begin ENTRIES
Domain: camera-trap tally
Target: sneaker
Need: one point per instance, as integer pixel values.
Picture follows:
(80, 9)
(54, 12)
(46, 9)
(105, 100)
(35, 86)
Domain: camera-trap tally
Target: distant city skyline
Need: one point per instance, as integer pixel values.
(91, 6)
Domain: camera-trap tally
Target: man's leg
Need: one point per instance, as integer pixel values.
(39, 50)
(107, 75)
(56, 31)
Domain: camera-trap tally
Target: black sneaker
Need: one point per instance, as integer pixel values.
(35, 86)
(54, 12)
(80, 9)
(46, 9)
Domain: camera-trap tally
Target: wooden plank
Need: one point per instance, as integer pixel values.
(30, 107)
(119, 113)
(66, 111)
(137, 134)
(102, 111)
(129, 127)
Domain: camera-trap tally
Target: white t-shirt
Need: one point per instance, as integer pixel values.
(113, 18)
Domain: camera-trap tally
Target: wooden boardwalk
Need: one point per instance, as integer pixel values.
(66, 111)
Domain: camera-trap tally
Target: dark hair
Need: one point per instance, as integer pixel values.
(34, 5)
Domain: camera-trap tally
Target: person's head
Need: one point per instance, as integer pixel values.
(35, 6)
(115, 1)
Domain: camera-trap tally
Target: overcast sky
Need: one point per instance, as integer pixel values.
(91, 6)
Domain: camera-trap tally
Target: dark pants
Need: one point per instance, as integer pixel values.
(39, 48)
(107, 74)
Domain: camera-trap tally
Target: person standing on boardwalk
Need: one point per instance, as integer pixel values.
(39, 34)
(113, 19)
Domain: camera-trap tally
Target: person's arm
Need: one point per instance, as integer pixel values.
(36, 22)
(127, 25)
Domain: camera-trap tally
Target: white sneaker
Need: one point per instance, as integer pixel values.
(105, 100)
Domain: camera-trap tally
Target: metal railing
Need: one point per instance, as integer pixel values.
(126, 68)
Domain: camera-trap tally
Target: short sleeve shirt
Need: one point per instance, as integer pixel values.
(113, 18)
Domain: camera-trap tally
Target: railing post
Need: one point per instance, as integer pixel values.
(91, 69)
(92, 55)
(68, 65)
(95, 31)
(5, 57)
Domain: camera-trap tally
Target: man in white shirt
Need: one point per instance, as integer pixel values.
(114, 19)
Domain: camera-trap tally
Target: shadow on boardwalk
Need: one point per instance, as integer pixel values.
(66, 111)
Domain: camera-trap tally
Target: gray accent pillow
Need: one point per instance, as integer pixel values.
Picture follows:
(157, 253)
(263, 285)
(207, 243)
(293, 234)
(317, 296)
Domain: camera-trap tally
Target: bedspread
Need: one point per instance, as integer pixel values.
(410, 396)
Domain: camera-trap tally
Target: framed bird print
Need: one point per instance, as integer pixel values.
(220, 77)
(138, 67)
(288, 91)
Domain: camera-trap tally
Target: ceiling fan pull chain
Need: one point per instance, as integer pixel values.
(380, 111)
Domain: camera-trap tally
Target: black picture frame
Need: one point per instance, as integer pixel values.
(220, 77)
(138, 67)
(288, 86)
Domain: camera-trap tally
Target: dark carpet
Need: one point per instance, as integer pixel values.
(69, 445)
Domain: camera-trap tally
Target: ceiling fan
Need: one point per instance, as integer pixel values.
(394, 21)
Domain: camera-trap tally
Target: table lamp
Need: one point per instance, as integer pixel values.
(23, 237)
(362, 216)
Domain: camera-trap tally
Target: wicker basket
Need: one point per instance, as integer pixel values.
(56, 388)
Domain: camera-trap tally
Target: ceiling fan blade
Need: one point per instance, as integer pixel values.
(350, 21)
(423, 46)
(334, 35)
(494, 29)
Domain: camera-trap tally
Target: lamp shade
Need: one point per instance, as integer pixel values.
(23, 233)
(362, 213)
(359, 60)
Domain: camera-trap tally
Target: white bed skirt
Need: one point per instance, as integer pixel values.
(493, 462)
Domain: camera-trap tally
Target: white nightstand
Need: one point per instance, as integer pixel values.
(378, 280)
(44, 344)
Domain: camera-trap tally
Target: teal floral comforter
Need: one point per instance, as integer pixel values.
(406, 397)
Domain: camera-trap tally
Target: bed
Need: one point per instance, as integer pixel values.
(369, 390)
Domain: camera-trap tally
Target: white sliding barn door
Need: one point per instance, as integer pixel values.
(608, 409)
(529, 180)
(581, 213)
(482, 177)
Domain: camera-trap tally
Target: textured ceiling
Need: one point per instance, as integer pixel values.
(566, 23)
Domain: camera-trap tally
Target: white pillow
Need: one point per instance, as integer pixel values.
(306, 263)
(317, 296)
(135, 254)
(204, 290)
end ENTRIES
◆ EXERCISE TASK ◆
Reproduce each record exactly as it appears.

◆ ANSWER IN FULL ◆
Domain: camera-trap tally
Target: sneaker
Need: one point per instance, as integer pixel values.
Picture follows:
(80, 9)
(54, 12)
(46, 9)
(105, 100)
(35, 86)
Domain: camera-trap tally
Target: distant city skyline
Need: one point per instance, as integer pixel values.
(91, 6)
Domain: camera-trap tally
Target: man's leg
Need: one point per instance, as integer pixel values.
(39, 50)
(107, 75)
(56, 31)
Domain: camera-trap tally
Target: black sneaker
Need: one point per instance, as integer pixel values.
(35, 86)
(54, 12)
(80, 9)
(46, 9)
Domain: camera-trap tally
Target: wooden plank
Need: one point per instance, as integer pixel values.
(30, 107)
(119, 113)
(66, 111)
(137, 134)
(102, 111)
(129, 127)
Domain: camera-trap tally
Target: white t-shirt
Need: one point per instance, as integer pixel values.
(113, 18)
Domain: camera-trap tally
Target: wooden boardwalk
Need: one point per instance, as integer pixel values.
(66, 111)
Domain: camera-trap tally
Target: dark hair
Need: one point per instance, as integer pixel values.
(34, 5)
Domain: camera-trap tally
Target: person's head
Need: one point per instance, as integer pixel values.
(35, 6)
(115, 1)
Domain: camera-trap tally
Target: overcast sky
Need: one point per instance, as integer pixel values.
(91, 6)
Domain: camera-trap tally
Target: dark pants
Need: one point per instance, as integer pixel values.
(39, 48)
(107, 74)
Domain: camera-trap tally
Target: person standing on boardwalk
Need: one point per instance, as integer pixel values.
(39, 34)
(113, 19)
Domain: camera-trap tally
Target: person's arm
Need: one point per instance, as integer pixel values.
(36, 22)
(127, 25)
Domain: camera-trap tally
Target: white sneaker
Need: one point per instance, as integer pixel values.
(105, 100)
Domain: camera-trap tally
Target: metal railing
Need: one point per instance, as integer pixel values.
(126, 68)
Domain: camera-trap tally
Target: short sleeve shirt
Need: one point per instance, as integer pixel values.
(113, 18)
Domain: camera-trap tally
Target: railing post
Need: one point per instance, as integer pixel values.
(91, 69)
(92, 55)
(68, 65)
(95, 31)
(5, 57)
Domain: camera-trap tally
Target: man in white shirt
Need: one point per instance, as integer pixel values.
(114, 19)
Domain: camera-trap tally
Target: shadow on boardwalk
Need: one point per instance, as integer pixel values.
(66, 111)
Domain: camera-trap tally
Target: gray accent pillow
Need: one point per instance, as integer pixel values.
Picture follows:
(157, 253)
(263, 285)
(207, 243)
(293, 234)
(317, 296)
Domain: camera-trap tally
Target: bedspread
Need: one point per instance, as integer pixel values.
(410, 396)
Domain: camera-trap tally
Target: framed bird print
Need: one point per instance, as integer pixel values.
(220, 77)
(138, 67)
(288, 91)
Domain: camera-trap tally
Target: ceiling fan pull chain
Need: one point per instance, as integer pixel values.
(380, 111)
Domain: camera-trap tally
Target: black picture frame
Need: one point per instance, as integer pixel values.
(220, 77)
(138, 67)
(288, 86)
Domain: camera-trap tally
Target: dark carpet
Need: one point per instance, as integer pixel values.
(69, 445)
Domain: camera-trap tally
Target: ceiling fan
Need: one point per instance, as integer pixel values.
(394, 21)
Domain: camera-trap tally
Target: table lamp
Need: one point per instance, as integer pixel values.
(23, 237)
(362, 216)
Domain: camera-trap tally
Target: wicker basket
Need: one point per instance, as integer pixel values.
(56, 388)
Domain: camera-trap tally
Target: ceiling fan blade
Need: one point per instance, as integer pixel values.
(350, 21)
(423, 46)
(334, 35)
(494, 29)
Domain: camera-trap tally
Target: lamp shade
Need: one point per instance, as integer pixel values.
(23, 233)
(362, 213)
(359, 60)
Domain: camera-trap tally
Target: white bed skirt
Need: one point per instance, as integer pixel values.
(493, 462)
Domain: camera-trap tally
Target: white nightstand
Need: one point per instance, as integer pixel values.
(378, 280)
(44, 344)
Domain: camera-trap tally
Target: teal floral comforter
Need: one point per instance, as integer pixel values.
(406, 397)
Domain: camera-trap tally
Target: bed
Need: one point per instance, as integer pixel values.
(369, 390)
Domain: camera-trap tally
Target: white sliding barn door
Need: one point per instance, as integer pixel values.
(608, 409)
(529, 180)
(581, 213)
(482, 177)
Domain: camera-trap tally
Target: textured ceiling
Need: one point per instance, as integer pixel values.
(566, 23)
Domain: camera-trap tally
Target: white pillow
Need: one point per instance, as integer pixel values.
(306, 263)
(317, 296)
(135, 254)
(204, 290)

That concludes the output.